═════ Vorliegender Text
Die Neuseeländerinnen Louise und Stephanie aus Auckland sind von beiden Politikern nicht begeistert. In ihren Augen packt keine der großen Parteien die Probleme des Landes wirklich an. "Jeder geht auf Nummer sicher, um gewählt zu werden", sagt Stephanie.
So bremste Hipkins zum Beispiel eine geplante Vermögenssteuer aus und konzentriert sich seit Anfang des Jahres auf "Brot und Butter"-Themen, wie er sagt. Die Regierung erhöhte Zuschüsse für die Kinderbetreuung, senkte Kosten für öffentliche Verkehrsmittel und bot mehr kostenlose Schulmahlzeiten an, um Menschen mit mittleren Einkommen zu unterstützen.
Ex-Premierministerin Ardern polarisierte
Die beiden Frauen aus Auckland vermissen Jacinda Ardern und ihre Art, Dinge anzupacken und zu verändern. Die ehemalige Regierungschefin hat bei ihnen in der Nachbarschaft gewohnt. Doch aus dem Wahlkampf hält sich Ardern bewusst raus. Sie ist gerade in den USA an der Harvard-Universität. Politische Beobachter halten das für eine strategisch gute Entscheidung. Arderns Politik habe die Gesellschaft in Neuseeland gespalten: Sie wurde geliebt oder gehasst, bekam Todesdrohungen, besonders wegen ihrer strikten Covid-Politik.
Während ihr nahbarer Politikstil im Ausland gefeiert wurde, nahm die Kritik im Inland immer weiter zu. "Ich nenne das den Merkel-Effekt", sagt Monique Surges. "In Neuseeland hat jeder wirklich toll über Merkel geredet. Und dann war ich erstaunt, wenn ich mit Verwandten in Deutschland gesprochen habe. Die haben nur gemeckert."
Streitthema Maori-Politik
Nicht nur Arderns Covid-Politik stand in der Kritik, sondern auch ihr Fokus auf die Wiederbelebung von Sprache und Kultur der indigenen Maori. "Es gibt viele weiße Neuseeländer, die sich von der Politik in die Ecke gedrängt fühlen", beobachtet Surges. Man werde fast verpflichtet, Maori zu lernen. Die Sprache findet sich zunehmend in Regierungsdokumenten, auf staatlichen Webseiten oder Straßenschildern. Surges selbst lernt die indigene Sprache inzwischen mit ihren Kolleginnen und Kollegen im Büro.
Rund 15 Prozent der Neuseeländer bezeichnen sich selbst als Maori. Einer von ihnen ist Etienne Neho vom Stamm Ngati Whatua Orakei. Er will seine Stimme der Maori-Partei geben. "Das ist der einzige Weg, wie wir vorankommen, zum Wohle unseres Volkes, unserer Kultur und unserer Sprache."
══════════
§ Aufgabenstellung
Zähle alle Maßnahmen auf, mit denen die Regierung laut dem Text über den Wahlkampf in Neuseeland Menschen mit mittleren Einkommen unterstützen wollte.
═════ Erfasste Daten
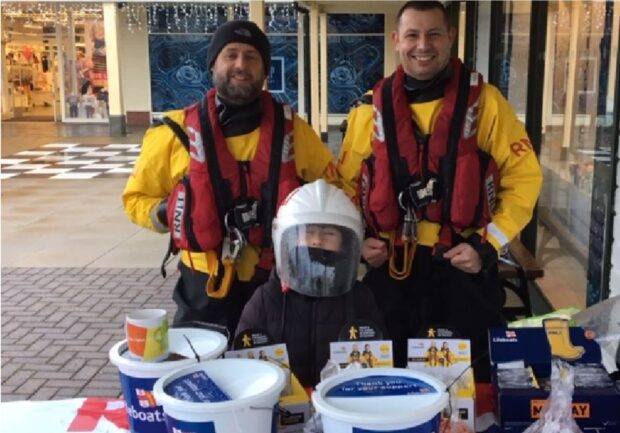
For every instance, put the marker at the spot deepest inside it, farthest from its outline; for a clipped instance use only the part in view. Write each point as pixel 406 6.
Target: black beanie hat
pixel 245 32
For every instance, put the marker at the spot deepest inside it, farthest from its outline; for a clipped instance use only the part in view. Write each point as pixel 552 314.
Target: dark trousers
pixel 438 294
pixel 193 304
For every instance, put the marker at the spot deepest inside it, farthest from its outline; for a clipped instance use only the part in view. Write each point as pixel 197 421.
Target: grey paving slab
pixel 61 351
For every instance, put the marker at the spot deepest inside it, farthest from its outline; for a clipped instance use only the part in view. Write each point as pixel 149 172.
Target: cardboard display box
pixel 596 406
pixel 446 359
pixel 294 409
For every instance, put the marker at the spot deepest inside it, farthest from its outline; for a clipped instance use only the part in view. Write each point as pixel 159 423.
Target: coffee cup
pixel 147 334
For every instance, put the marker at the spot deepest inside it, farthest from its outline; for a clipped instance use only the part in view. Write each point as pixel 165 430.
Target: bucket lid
pixel 245 381
pixel 379 395
pixel 208 344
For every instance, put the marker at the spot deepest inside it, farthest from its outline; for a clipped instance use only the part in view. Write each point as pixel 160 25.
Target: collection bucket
pixel 252 388
pixel 138 377
pixel 380 400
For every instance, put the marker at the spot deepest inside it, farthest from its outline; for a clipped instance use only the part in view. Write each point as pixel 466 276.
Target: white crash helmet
pixel 313 271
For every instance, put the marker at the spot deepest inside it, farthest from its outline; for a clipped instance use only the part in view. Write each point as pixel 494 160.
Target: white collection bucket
pixel 138 377
pixel 380 400
pixel 254 389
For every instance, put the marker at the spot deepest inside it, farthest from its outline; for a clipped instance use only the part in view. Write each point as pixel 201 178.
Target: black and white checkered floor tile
pixel 71 161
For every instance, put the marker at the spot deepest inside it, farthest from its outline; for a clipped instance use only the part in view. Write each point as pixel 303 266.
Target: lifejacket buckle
pixel 419 194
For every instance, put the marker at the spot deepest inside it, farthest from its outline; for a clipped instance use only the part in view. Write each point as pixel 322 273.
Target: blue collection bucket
pixel 251 388
pixel 138 377
pixel 386 400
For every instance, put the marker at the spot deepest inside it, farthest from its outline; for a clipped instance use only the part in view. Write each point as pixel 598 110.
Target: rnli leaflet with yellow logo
pixel 367 353
pixel 521 364
pixel 446 359
pixel 275 353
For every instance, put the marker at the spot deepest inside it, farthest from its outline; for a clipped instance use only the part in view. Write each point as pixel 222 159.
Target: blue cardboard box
pixel 595 409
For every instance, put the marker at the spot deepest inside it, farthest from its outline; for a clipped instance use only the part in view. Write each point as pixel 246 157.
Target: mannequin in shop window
pixel 83 68
pixel 90 102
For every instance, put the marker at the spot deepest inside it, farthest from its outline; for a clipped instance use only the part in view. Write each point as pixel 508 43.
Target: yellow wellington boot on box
pixel 559 339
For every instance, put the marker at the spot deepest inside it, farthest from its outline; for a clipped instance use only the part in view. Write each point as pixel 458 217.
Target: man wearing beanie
pixel 213 175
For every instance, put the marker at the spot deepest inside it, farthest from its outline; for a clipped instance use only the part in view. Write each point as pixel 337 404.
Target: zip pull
pixel 233 243
pixel 410 226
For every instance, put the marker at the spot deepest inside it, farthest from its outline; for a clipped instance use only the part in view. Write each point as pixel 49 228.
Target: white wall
pixel 614 277
pixel 134 65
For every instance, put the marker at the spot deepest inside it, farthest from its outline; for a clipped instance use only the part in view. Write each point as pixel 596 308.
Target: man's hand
pixel 464 258
pixel 374 252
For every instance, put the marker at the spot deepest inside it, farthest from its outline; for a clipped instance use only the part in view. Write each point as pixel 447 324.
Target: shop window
pixel 355 57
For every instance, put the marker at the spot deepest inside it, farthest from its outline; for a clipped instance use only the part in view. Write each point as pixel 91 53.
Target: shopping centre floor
pixel 72 263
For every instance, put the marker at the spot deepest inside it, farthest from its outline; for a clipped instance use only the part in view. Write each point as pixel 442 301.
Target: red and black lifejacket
pixel 462 180
pixel 219 189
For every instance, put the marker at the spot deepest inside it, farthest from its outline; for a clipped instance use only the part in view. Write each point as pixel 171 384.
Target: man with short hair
pixel 214 174
pixel 446 176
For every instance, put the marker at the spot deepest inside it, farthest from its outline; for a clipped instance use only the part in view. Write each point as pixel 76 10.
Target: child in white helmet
pixel 317 236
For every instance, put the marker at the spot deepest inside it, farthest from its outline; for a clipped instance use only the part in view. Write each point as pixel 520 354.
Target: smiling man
pixel 213 175
pixel 429 157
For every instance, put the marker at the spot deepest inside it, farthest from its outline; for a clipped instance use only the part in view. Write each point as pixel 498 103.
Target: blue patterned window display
pixel 282 81
pixel 355 57
pixel 355 65
pixel 179 39
pixel 281 18
pixel 179 74
pixel 355 23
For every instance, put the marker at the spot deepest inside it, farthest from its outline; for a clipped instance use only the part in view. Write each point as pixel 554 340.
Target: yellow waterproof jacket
pixel 500 133
pixel 163 161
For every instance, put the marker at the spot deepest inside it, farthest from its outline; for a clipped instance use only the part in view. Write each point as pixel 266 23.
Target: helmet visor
pixel 319 260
══════════
§ Gelöste Aufgabe
- Sie erhöhte die Zuschüsse für die Kinderbetreuung.
- Sie senkte die Kosten für öffentliche Verkehrsmittel.
- Sie bot mehr kostenlose Schulmahlzeiten an.